----- Material provided

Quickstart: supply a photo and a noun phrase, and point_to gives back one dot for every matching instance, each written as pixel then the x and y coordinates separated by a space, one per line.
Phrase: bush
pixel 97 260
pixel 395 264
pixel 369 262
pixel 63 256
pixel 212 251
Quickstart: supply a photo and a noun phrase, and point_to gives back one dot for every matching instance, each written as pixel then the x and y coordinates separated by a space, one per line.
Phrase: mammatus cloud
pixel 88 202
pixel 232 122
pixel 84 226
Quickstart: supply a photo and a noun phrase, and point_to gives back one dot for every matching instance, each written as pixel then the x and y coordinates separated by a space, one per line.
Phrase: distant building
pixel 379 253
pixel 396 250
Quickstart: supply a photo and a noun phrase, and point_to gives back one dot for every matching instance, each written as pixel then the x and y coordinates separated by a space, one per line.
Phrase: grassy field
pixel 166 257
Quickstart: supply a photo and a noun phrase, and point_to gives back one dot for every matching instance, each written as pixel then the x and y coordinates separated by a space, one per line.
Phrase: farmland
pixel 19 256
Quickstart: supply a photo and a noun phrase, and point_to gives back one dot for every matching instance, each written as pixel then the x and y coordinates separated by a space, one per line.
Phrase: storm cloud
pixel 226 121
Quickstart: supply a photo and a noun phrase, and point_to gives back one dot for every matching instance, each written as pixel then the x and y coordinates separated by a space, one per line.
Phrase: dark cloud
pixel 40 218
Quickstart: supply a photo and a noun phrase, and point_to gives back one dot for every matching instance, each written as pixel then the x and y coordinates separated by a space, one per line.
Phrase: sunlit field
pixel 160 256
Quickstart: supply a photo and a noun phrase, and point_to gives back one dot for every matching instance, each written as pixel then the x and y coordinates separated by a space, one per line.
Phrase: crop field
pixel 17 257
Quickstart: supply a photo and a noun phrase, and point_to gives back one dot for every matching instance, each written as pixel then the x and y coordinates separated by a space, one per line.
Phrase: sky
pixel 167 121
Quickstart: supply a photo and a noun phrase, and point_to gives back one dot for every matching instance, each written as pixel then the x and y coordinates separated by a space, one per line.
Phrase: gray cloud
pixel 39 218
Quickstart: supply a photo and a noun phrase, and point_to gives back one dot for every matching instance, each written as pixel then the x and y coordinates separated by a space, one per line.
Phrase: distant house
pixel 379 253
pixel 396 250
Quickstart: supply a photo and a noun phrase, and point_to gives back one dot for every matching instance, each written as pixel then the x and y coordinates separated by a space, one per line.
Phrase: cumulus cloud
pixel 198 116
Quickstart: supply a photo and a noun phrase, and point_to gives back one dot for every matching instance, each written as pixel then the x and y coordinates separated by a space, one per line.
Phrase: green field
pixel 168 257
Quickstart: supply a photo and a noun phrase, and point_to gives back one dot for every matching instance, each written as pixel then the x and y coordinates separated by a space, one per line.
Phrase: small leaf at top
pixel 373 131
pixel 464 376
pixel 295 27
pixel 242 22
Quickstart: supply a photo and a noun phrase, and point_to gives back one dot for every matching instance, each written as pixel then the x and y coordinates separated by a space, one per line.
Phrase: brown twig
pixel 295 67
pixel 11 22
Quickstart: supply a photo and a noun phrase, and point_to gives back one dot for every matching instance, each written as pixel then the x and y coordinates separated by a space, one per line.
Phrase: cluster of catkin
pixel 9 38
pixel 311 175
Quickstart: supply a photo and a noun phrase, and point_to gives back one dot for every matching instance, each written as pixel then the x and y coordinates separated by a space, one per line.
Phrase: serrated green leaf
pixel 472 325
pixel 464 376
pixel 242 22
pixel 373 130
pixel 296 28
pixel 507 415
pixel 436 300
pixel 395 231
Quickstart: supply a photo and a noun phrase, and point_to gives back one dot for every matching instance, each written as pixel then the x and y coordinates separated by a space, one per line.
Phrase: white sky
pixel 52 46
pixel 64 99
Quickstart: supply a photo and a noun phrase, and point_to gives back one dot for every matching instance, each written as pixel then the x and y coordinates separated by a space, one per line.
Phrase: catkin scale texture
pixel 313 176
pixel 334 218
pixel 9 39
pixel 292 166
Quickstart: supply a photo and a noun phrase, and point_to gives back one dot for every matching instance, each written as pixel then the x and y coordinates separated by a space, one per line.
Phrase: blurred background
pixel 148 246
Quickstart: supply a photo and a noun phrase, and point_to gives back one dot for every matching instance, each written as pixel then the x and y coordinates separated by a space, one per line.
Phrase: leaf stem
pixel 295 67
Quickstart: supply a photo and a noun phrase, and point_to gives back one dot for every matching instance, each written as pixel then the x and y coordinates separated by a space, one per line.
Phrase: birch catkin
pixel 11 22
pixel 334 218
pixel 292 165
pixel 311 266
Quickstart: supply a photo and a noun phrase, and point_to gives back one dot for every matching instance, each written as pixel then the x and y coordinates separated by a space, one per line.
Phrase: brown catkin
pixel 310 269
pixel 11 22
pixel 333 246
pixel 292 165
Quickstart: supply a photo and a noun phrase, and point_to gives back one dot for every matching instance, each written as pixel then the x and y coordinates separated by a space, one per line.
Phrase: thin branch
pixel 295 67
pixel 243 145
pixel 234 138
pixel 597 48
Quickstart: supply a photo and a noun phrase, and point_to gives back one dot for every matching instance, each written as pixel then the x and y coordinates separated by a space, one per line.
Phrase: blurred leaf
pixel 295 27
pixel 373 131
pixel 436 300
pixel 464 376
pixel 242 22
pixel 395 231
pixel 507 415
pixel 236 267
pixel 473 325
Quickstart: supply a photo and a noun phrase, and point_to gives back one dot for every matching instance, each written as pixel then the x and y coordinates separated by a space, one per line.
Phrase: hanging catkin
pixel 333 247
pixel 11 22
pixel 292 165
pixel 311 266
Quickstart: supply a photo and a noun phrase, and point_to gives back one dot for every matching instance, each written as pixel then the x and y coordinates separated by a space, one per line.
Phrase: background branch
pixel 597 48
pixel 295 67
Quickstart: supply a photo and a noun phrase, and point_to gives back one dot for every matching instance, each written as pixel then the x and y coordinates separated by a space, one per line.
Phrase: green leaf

----------

Without omitting anything, output the entries exactly.

Quickstart: supply a photo and a noun phrase, and point_to gives back one dot for every matching instance, each written as pixel then the x and y coordinates separated by a space, one per line.
Phrase: bush
pixel 97 260
pixel 395 264
pixel 369 262
pixel 63 256
pixel 212 251
Quickstart: supply a photo and a noun phrase, and point_to gives back one dot for every matching instance, each written as pixel then the x and y coordinates separated by a space, one per line.
Phrase: mammatus cloud
pixel 88 202
pixel 232 122
pixel 84 226
Quickstart: supply a photo and a noun phrase, and point_to gives back one dot for every matching instance, each written as pixel then the x and y coordinates separated by a space, one per line.
Phrase: distant building
pixel 379 253
pixel 396 250
Quickstart: supply a photo and a noun phrase, and point_to gives back one dot for every matching instance, each written as pixel then the x and y coordinates separated by a space, one per line.
Phrase: grassy field
pixel 166 257
Quickstart: supply a photo and a noun phrase, and point_to gives back one dot for every matching instance, each written as pixel then the x and y coordinates separated by a space, one per line.
Phrase: farmland
pixel 19 256
Quickstart: supply a photo and a noun phrase, and point_to gives back one dot for every matching instance, each written as pixel then the x and y coordinates separated by a space, one per line.
Phrase: storm cloud
pixel 226 121
Quickstart: supply a photo and a noun phrase, and point_to gives back one dot for every matching instance, each written as pixel then the x and y coordinates separated by a space, one per line.
Phrase: dark cloud
pixel 40 218
Quickstart: supply a photo and a noun phrase, and point_to gives back one dot for every matching instance, each written as pixel then the x and y coordinates separated by a space, one per line.
Phrase: sunlit field
pixel 160 256
Quickstart: supply a photo and a noun phrase, and point_to gives back one dot for every matching instance, each written as pixel then the x and y coordinates separated by a space, one per line.
Phrase: crop field
pixel 17 257
Quickstart: supply a photo and a noun phrase, and point_to gives back one dot for every matching instance, each written as pixel then the x and y coordinates separated by a space, one per line.
Phrase: sky
pixel 167 121
Quickstart: supply a photo and a noun phrase, and point_to gives back one dot for every matching instance, each written as pixel then the x and y coordinates separated by a space, one per line.
Phrase: gray cloud
pixel 39 218
Quickstart: supply a photo and a noun phrase, and point_to gives back one dot for every matching instance, each written as pixel then the x and y coordinates separated by a space, one per line.
Phrase: distant house
pixel 379 253
pixel 396 250
Quickstart: supply a photo and a noun phrase, and point_to gives back one dot for every matching instance, each written as pixel then the x and y coordinates separated by a space, one per line.
Phrase: cumulus cloud
pixel 198 116
Quickstart: supply a photo and a noun phrase, and point_to gives back one dot for every matching instance, each written as pixel then the x and y coordinates separated by a space, one per line.
Phrase: green field
pixel 168 257
Quickstart: supply a photo and a noun phrase, and point_to gives back one dot for every matching instance, each written as pixel then the x and y coordinates separated by a space, one per line.
Phrase: small leaf at top
pixel 373 131
pixel 464 376
pixel 295 27
pixel 242 22
Quickstart: supply a photo and a noun phrase, and point_to gives back one dot for every matching instance, each written as pixel then the x and y coordinates separated by a space, one per line.
Phrase: brown twig
pixel 295 67
pixel 11 22
Quickstart: supply a photo and a noun phrase, and point_to gives back one dot for every matching instance, each written as pixel then the x and y coordinates separated by a space, one per line.
Phrase: cluster of catkin
pixel 9 38
pixel 311 175
Quickstart: supply a photo and a noun phrase, and point_to gives back one dot for every matching instance, each written as pixel then the x and y coordinates separated by a space, one per line.
Phrase: serrated green leaf
pixel 472 325
pixel 464 376
pixel 242 22
pixel 373 130
pixel 296 28
pixel 507 415
pixel 436 300
pixel 395 231
Quickstart: supply a photo and a noun phrase, and point_to gives back one dot for every matching instance, each written as pixel then the x and y coordinates separated by a space, one per line.
Phrase: white sky
pixel 52 46
pixel 64 99
Quickstart: supply a photo and a noun phrase, and point_to gives back one dot for every matching instance, each written as pixel then the x and y coordinates separated by a space, one per line.
Phrase: catkin scale texture
pixel 313 176
pixel 334 218
pixel 9 39
pixel 292 166
Quickstart: supply a photo and a noun phrase, and point_to gives back one dot for every matching instance, each written as pixel then the x and y coordinates separated by a space, one per line.
Phrase: blurred background
pixel 148 246
Quickstart: supply a photo and a noun phrase, and point_to gives back one dot for every matching instance, each written as pixel then the x and y coordinates separated by a space, one per line.
Phrase: leaf stem
pixel 295 67
Quickstart: supply a photo and a noun phrase, and point_to gives back one dot for every matching instance, each written as pixel then the x and y coordinates separated by a space, one per line.
Phrase: birch catkin
pixel 11 22
pixel 334 218
pixel 292 165
pixel 311 266
Quickstart: supply a photo and a noun phrase, and point_to gives back one dot for every matching instance, each written as pixel then the x and y coordinates separated by a space, one per line.
Phrase: brown catkin
pixel 310 269
pixel 11 22
pixel 333 246
pixel 292 165
Quickstart: supply a photo and a noun phrase, and point_to gives back one dot for every matching instance, each written as pixel then the x and y coordinates separated by a space, one per line.
Phrase: thin branch
pixel 295 67
pixel 243 145
pixel 234 138
pixel 597 48
Quickstart: supply a photo and a noun phrase, and point_to gives back one dot for every matching instance, each written as pixel then the x and y coordinates separated by a space, one per line.
Phrase: blurred leaf
pixel 295 27
pixel 373 131
pixel 436 300
pixel 464 376
pixel 242 22
pixel 395 231
pixel 507 415
pixel 236 267
pixel 473 325
Quickstart: supply a photo and a noun phrase, and point_to gives back one dot for every matching instance, each written as pixel then the x and y coordinates separated by a space, one per line.
Phrase: hanging catkin
pixel 333 247
pixel 11 22
pixel 292 165
pixel 311 266
Quickstart: supply a photo and a noun phrase, and point_to gives back one dot for every matching instance, each written as pixel then the x and y coordinates separated by a space, one per line.
Phrase: background branch
pixel 597 48
pixel 295 67
Quickstart: supply a photo and a noun phrase, and point_to gives back one dot for every matching instance, each written as pixel then the x and y coordinates separated by a space, one per line.
Phrase: green leaf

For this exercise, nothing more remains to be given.